Africa

INTERVIEW

South Africa is assisting Mozambique in fight against insurgents, says Naledi Pandor

South Africa is assisting Mozambique in fight against insurgents, says Naledi Pandor
International Relations and Cooperation Minister Naledi Pandor. (Photo: Flickr / DIRCO)

Pandor said Pretoria had been engaging with Portugal, the former colonial power in Mozambique, which was ‘very active’ in Mozambique and already had ‘soldiers, feet on the ground’.

South Africa is already helping Mozambique to fight a deadly Islamic State-linked insurgency in its northernmost province, Cabo Delgado, International Relations and Cooperation Minister Naledi Pandor has disclosed.

And it has been talking to Portugal – which already has boots on the ground – about the Southern African Development Community (SADC) collaborating with it in Mozambique.

“We are assisting. But I can’t say much,” Pandor told Daily Maverick in an interview. 

Pandor said Pretoria had been engaging with Portugal, the former colonial power in Mozambique, which was “very active” in Mozambique and already had “soldiers, feet on the ground. They want us to collaborate… they would like SADC to play a key role. 

“And we said, we are ready to, but we must know, a key role in what?” she said, repeating an earlier complaint that the Mozambican government had not yet indicated concretely what it needed. 

“What do they need? You know, do they need helicopters? Do they need, you know, vessels on the sea? Do they need training? It’s a puzzle for us. Why they don’t actually tell us what it is they need.”

But if SADC was asked to intervene, would it have the capacity to do so? Pandor was asked.  

“We’ve got the capacity, South Africa has,” she replied, adding that other SADC countries also had the capacity, citing the fact that Tanzania and Malawi were supplying troops alongside South Africa in the UN Force Intervention Brigade in eastern Democratic Republic of Congo. 

“So we have the capability.”

**Data excerpts:**
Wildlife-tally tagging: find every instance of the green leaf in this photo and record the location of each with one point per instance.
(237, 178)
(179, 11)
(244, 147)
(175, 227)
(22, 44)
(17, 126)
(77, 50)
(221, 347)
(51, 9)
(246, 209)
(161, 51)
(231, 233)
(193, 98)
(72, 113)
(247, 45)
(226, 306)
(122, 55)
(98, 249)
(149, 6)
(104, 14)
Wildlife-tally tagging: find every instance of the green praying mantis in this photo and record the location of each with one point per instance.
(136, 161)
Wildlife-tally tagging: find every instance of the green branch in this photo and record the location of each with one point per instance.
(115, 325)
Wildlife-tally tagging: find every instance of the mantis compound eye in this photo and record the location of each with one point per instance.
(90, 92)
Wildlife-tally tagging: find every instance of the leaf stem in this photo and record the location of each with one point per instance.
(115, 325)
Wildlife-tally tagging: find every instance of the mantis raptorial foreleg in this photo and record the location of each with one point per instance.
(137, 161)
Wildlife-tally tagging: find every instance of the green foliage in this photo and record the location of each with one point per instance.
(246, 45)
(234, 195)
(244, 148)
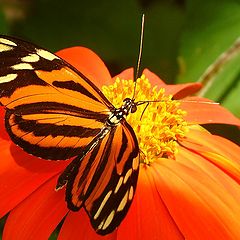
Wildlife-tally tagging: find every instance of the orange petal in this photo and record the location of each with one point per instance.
(202, 110)
(180, 91)
(88, 63)
(77, 225)
(220, 151)
(21, 174)
(153, 78)
(202, 207)
(148, 217)
(38, 215)
(177, 90)
(3, 132)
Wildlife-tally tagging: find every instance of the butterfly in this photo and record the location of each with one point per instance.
(55, 112)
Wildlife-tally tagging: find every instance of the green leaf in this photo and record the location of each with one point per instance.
(211, 29)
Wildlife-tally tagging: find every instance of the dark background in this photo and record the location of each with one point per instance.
(182, 37)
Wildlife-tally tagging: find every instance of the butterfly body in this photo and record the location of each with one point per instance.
(54, 112)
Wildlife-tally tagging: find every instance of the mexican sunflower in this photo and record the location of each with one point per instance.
(188, 185)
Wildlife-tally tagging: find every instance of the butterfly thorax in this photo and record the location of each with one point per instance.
(129, 106)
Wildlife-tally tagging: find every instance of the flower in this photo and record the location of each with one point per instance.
(188, 185)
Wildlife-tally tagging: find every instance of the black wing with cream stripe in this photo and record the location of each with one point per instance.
(105, 178)
(53, 111)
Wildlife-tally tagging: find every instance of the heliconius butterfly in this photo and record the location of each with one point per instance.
(54, 112)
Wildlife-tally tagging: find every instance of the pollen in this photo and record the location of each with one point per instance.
(158, 123)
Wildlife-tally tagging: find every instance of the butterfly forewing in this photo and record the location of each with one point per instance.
(53, 111)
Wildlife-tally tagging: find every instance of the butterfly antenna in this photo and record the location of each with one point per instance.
(136, 74)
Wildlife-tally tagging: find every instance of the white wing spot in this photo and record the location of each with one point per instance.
(22, 66)
(4, 48)
(31, 58)
(45, 54)
(130, 196)
(135, 163)
(123, 202)
(119, 184)
(128, 174)
(102, 204)
(8, 42)
(8, 78)
(108, 220)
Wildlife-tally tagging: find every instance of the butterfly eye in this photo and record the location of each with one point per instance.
(134, 108)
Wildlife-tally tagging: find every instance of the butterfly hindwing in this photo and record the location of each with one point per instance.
(53, 111)
(105, 180)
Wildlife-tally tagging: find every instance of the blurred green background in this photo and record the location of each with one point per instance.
(183, 38)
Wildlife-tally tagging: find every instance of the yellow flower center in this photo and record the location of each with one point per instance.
(158, 125)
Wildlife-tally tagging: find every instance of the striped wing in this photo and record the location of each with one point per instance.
(52, 110)
(104, 180)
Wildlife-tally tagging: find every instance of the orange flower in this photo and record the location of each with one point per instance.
(188, 185)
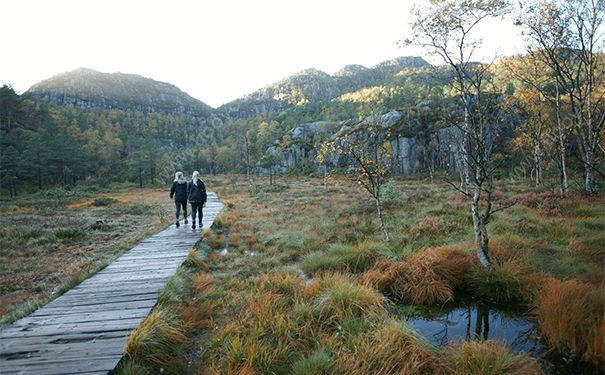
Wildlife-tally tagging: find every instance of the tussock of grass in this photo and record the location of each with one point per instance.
(155, 339)
(571, 317)
(320, 362)
(343, 257)
(344, 298)
(391, 349)
(320, 261)
(487, 358)
(428, 277)
(500, 285)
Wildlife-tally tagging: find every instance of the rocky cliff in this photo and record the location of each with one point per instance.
(410, 154)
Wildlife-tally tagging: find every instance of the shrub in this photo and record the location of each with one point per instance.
(571, 317)
(487, 357)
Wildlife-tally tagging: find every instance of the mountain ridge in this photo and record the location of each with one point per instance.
(88, 88)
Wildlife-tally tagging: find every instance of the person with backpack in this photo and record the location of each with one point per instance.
(179, 192)
(197, 197)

**Exercise aim:**
Please continue the news interview on South Africa's help to Mozambique against the Cabo Delgado insurgency, starting after its final sentence shown above the material.

**Response to the exercise:**
In a wide-ranging interview, Pandor also threw some light on the bizarre case of South Africa’s then deputy ambassador to Sudan, Zabantu Ngcobo, and her spouse being investigated by Sudan authorities for allegedly plotting to murder the intelligence chief at the SA embassy in Khartoum.

The embassy driver has told Sudan police that Ngcobo’s partner hired him to kill the intelligence chief – because the intelligence officer had threatened to disclose wrongdoing by Ngcobo. The driver also claimed that Ngcobo’s spouse had instructed him to murder two young Sudanese women to show he was capable of murder.

Sudan’s government was reportedly annoyed that Pandor refused to waive diplomatic immunity on the South African couple last year so they could be arrested in Khartoum. Instead, they were brought back to South Africa. 

Pandor said Pretoria was ready to send Ngcobo and her spouse back to Khartoum to testify in the case – only if the evidence warranted it. That would emerge from questioning of the couple by South African police and intelligence services. She said she was not sure why the questioning of the couple had not happened yet and had written to the police and intelligence ministers asking for an explanation of the delay. 

She said she had told the Sudan government that South Africa would cooperate in the investigation and had no intention of protecting criminals. But she could not have agreed to waive diplomatic immunity against them, particularly when the driver and his accomplice had recanted their original confessions to killing the two young Sudanese women – and only then had they accused Ngcobo and her spouse.

“So I declined the request to remove their diplomatic immunity and brought them home, with the indication that if they’re required to go and testify in Sudan, that will happen, so long as our own forces will be involved in interviewing them.” 

Pandor said there would need to be credible cases against the two and assurances that their rights would be upheld before they were returned to Sudan. 

“Because my duty is to protect our citizens, as minister of foreign affairs, and particularly our diplomatic staff.”

She pointed out that it was the spouse who had been accused in Sudan and not the deputy ambassador. And she confirmed that the intelligence officer they were accused of plotting to murder was still at his post in Khartoum.

Asked what she thought had really happened in this case, Pandor said she believed the driver and his accomplice had murdered the two Sudanese women “and then tried to find a clever excuse”.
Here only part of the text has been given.